*** Extracted entries

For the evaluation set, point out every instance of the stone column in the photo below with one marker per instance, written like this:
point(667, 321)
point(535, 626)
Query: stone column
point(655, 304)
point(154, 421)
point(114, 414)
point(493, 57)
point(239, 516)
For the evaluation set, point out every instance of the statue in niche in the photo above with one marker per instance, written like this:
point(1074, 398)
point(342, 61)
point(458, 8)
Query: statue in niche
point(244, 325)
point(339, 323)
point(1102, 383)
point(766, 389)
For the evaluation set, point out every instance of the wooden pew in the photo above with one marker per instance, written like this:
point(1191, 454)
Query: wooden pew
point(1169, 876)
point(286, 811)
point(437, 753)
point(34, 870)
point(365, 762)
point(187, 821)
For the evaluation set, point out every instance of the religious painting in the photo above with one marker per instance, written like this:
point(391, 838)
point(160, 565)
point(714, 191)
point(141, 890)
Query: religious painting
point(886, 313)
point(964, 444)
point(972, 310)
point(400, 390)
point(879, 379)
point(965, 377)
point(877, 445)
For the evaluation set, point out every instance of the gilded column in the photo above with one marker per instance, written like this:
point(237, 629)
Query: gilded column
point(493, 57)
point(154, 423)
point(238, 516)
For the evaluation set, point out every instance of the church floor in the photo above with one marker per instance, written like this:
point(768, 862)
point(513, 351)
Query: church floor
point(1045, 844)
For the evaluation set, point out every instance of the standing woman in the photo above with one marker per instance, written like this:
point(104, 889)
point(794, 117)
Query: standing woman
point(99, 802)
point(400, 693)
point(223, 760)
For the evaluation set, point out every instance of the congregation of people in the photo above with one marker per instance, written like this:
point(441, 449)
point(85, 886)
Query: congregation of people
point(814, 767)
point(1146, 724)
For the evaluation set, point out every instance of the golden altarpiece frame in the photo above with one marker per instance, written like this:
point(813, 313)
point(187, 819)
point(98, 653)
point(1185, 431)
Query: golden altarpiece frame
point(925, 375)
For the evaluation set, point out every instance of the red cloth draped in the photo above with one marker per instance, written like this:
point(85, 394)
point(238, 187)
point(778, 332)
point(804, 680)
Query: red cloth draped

******
*** Extracted entries

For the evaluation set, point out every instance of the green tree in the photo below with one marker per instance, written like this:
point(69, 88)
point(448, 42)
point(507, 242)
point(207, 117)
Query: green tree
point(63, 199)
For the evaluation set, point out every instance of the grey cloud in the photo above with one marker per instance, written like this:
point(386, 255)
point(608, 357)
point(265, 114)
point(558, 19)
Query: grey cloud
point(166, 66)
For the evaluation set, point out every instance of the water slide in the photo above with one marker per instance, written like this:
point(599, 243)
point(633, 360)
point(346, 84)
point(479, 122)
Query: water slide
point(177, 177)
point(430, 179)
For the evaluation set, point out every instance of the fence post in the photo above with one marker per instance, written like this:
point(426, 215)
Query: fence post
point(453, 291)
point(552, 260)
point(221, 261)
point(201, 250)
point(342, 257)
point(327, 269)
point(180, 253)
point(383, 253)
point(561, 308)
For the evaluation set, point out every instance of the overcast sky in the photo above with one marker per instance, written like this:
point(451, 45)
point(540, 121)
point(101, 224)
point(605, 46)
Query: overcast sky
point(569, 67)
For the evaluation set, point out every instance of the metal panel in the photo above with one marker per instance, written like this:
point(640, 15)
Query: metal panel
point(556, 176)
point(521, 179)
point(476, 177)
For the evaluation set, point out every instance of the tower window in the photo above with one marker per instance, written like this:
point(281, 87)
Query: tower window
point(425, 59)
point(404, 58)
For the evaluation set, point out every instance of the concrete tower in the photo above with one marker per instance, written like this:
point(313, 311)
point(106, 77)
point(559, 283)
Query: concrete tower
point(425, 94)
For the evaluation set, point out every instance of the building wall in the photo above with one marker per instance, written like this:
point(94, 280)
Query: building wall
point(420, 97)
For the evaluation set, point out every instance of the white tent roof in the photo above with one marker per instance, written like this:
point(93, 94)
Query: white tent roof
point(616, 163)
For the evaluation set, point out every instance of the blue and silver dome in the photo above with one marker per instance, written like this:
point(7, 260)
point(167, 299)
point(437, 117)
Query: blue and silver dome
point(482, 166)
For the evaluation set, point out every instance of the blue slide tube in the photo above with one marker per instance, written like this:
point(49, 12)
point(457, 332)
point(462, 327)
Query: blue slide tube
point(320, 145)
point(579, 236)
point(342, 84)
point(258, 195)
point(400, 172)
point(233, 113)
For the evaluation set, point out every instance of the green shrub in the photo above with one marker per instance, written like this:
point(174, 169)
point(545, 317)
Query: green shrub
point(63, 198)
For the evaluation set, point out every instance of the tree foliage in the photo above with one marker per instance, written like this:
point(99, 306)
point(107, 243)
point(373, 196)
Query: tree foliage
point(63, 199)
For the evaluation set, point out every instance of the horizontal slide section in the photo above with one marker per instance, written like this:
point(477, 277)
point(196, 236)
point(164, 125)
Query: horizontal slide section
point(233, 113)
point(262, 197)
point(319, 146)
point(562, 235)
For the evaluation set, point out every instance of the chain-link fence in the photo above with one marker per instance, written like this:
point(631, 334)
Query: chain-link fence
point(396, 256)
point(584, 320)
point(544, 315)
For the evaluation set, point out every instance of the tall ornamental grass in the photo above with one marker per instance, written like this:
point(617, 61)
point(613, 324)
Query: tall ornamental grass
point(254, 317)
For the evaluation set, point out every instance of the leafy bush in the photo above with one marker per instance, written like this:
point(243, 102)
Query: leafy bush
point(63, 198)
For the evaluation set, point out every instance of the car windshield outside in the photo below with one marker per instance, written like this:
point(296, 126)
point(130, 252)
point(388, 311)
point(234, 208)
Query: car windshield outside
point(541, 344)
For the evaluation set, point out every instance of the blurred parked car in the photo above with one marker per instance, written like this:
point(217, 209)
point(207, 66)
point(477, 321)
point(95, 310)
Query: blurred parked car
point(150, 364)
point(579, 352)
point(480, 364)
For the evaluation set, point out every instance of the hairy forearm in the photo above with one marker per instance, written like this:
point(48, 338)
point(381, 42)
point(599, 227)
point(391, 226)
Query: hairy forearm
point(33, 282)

******
*** Extracted entries

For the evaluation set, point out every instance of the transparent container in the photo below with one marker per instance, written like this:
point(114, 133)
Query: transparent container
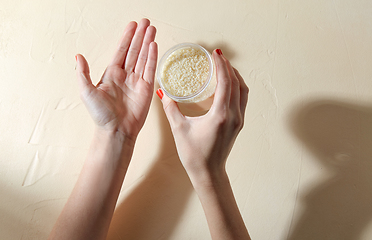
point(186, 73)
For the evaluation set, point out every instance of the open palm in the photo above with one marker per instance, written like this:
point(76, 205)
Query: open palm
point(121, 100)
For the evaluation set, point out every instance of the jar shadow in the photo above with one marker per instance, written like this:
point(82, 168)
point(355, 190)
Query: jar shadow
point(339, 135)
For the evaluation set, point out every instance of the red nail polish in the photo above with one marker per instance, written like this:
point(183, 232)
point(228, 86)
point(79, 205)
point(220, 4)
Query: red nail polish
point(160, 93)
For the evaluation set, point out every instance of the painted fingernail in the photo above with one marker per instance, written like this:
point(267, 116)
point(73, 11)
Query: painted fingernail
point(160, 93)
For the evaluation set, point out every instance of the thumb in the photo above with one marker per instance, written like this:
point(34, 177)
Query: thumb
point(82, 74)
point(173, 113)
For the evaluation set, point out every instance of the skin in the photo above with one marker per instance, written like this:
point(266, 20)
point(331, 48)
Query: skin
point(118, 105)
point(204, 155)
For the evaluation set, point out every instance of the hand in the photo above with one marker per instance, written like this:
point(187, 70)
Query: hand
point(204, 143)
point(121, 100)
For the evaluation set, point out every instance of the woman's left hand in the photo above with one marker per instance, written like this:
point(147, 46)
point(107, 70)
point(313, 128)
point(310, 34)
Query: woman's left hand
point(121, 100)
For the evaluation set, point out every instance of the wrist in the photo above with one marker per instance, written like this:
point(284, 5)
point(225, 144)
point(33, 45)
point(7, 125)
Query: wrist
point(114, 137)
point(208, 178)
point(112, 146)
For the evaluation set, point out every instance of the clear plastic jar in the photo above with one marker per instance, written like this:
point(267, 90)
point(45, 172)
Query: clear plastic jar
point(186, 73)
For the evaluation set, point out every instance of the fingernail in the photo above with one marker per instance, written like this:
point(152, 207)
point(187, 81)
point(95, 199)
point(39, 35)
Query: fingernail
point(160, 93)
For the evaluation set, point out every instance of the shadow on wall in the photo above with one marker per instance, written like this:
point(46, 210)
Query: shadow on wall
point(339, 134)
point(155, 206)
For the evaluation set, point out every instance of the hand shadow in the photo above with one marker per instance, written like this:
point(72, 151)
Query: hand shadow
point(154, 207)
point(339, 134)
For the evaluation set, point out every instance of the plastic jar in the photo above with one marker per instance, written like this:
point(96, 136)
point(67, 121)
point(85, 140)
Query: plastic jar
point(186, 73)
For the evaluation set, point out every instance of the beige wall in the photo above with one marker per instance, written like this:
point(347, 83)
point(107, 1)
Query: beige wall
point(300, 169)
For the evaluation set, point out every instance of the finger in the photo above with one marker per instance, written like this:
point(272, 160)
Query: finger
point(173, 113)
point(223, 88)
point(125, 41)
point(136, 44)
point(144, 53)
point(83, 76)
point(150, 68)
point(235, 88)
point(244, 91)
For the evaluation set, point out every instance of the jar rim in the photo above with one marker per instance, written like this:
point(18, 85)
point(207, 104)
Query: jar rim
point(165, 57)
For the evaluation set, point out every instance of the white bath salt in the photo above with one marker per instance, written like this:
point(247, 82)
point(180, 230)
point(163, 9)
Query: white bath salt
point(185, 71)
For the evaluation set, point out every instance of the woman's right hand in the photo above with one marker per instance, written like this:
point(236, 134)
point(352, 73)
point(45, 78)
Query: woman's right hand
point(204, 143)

******

Aim. Duplicate the records above without any change, beginning with the line that contains "For the evaluation set, point out every instance of the stone" and continuing through the line that contains "point(766, 389)", including both of those lines.

Solution to this problem.
For the evaluation set, point out every instance of the stone column in the photo below with one marker per instance, written like this:
point(667, 321)
point(535, 626)
Query: stone column
point(655, 304)
point(154, 421)
point(114, 414)
point(493, 57)
point(239, 516)
For the evaluation set, point out every instance of the statue in niche in the photo above with one marker per instance, written like this:
point(1074, 398)
point(342, 61)
point(458, 8)
Query: statue in niche
point(244, 325)
point(339, 323)
point(1102, 383)
point(766, 389)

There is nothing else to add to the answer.